AIM »
Rewrite the lines of the entries below, from the line holding "Label: tile tub surround" through the line holding "[339,358,438,465]", inclusive, as a JSON list of strings with one string per line and blank lines left out.

DATASET ENTRIES »
......

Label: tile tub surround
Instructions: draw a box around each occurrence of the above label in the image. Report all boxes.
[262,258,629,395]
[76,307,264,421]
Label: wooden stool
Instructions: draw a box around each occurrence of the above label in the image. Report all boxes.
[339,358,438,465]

......

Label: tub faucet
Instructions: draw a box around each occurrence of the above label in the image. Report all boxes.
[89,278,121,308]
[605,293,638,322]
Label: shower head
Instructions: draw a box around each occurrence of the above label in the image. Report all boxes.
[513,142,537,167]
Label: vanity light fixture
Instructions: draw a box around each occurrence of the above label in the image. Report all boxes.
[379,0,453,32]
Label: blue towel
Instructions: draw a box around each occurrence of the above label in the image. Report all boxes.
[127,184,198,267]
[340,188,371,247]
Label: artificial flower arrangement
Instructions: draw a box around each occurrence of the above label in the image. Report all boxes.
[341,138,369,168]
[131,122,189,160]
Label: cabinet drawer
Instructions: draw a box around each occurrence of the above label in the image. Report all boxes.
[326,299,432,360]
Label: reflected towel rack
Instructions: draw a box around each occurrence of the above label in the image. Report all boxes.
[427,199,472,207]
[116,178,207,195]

......

TASK SOLUTION »
[
  "Label: tile tub surround",
  "Instructions: draw a box around each occurrence of the above label in the image. Report all boxes.",
  "[262,258,629,395]",
  "[76,307,264,421]",
  "Label: wooden stool",
  "Instructions: draw a box around each occurrence of the above label in the image. Report all boxes.",
  "[339,358,438,465]"
]